Exercise. Work out how many lines of the material contain the string "mark"; the answer is that number only.

Available data.
□ □ □ □ □ □ □

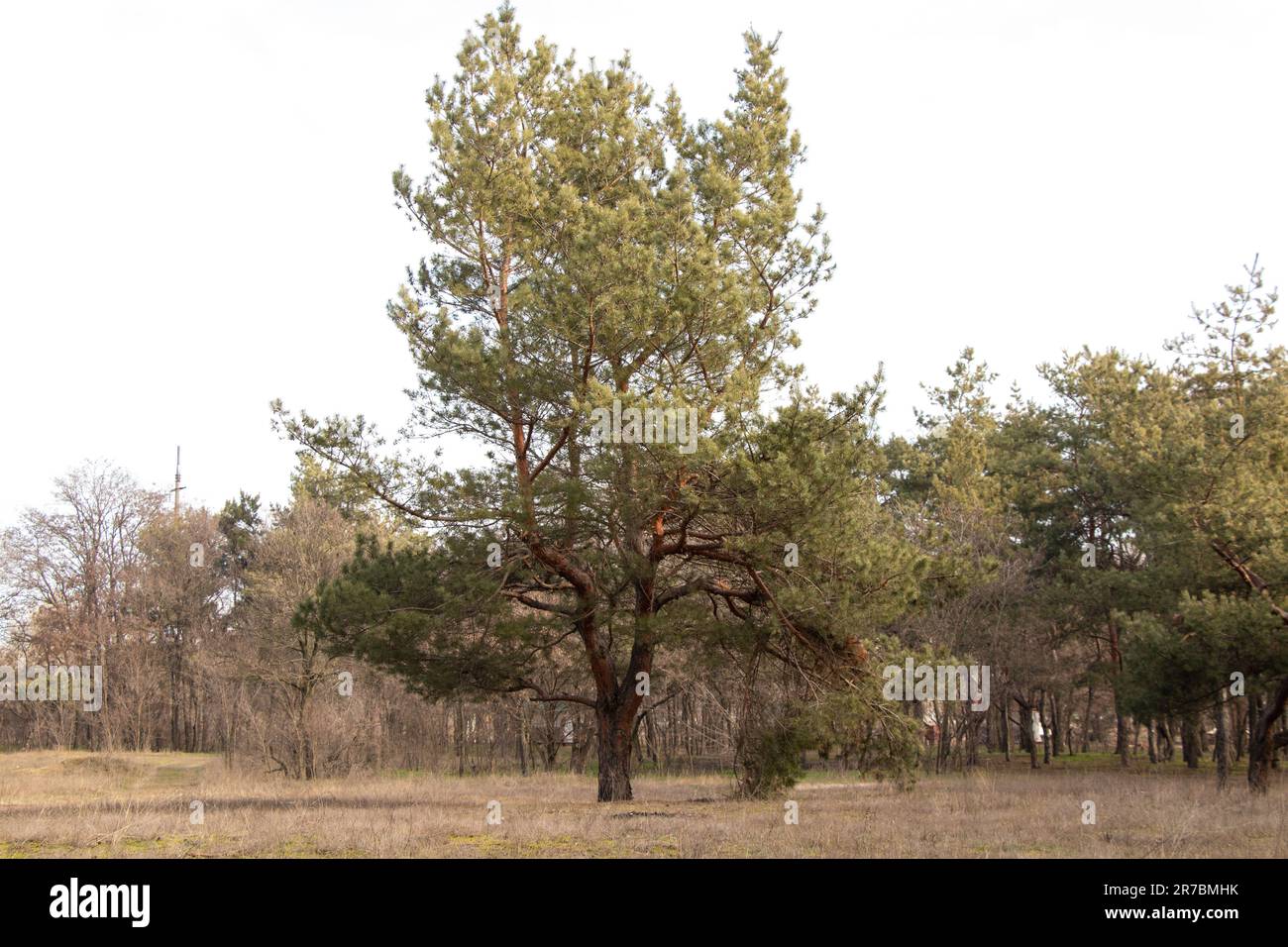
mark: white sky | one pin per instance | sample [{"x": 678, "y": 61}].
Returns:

□ □ □ □ □ □ □

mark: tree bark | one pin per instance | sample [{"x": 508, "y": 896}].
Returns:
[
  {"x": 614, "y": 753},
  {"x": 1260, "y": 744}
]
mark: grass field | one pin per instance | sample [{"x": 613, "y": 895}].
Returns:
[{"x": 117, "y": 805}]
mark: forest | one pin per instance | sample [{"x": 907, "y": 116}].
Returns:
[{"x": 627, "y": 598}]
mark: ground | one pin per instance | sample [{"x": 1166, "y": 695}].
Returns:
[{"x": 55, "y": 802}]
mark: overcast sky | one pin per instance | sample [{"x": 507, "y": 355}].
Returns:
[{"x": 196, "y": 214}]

□ □ □ □ □ □ □

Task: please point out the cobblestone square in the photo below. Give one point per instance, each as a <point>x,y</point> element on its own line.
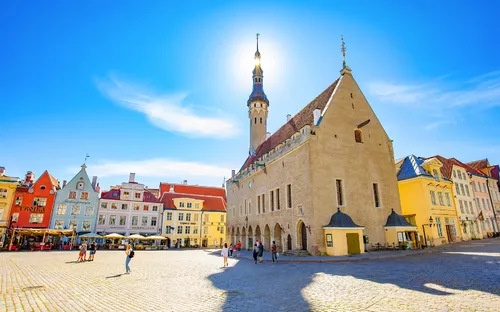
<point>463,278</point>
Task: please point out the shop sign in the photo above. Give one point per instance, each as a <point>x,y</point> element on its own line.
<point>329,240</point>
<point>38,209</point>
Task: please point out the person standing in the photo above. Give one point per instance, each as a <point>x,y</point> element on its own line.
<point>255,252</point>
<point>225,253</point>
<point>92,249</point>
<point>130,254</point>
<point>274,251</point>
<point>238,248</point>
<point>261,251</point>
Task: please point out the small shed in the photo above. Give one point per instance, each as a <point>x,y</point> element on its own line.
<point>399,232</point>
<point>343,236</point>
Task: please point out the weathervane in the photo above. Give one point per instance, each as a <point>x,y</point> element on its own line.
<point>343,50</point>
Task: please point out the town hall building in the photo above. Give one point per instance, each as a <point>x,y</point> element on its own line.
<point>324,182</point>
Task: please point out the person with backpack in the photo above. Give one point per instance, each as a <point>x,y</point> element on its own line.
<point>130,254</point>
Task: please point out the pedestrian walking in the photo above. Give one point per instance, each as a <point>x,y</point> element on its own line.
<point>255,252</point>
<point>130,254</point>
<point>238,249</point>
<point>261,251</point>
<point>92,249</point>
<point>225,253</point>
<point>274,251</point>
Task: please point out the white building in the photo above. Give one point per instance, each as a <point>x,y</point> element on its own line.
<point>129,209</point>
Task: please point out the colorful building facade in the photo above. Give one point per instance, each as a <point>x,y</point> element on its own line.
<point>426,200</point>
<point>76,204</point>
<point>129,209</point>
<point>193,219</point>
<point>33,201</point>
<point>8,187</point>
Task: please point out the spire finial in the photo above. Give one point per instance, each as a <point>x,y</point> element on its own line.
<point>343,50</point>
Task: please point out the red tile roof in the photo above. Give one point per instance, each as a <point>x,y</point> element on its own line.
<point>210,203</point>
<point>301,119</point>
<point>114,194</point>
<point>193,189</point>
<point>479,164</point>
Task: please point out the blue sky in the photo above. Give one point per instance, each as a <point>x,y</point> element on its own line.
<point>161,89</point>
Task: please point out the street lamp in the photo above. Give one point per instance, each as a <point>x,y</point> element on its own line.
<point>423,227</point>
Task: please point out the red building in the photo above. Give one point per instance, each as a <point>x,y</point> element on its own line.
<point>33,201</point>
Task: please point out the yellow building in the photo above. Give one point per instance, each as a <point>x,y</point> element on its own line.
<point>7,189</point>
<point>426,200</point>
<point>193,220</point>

□ □ □ □ □ □ □

Exercise answer. 6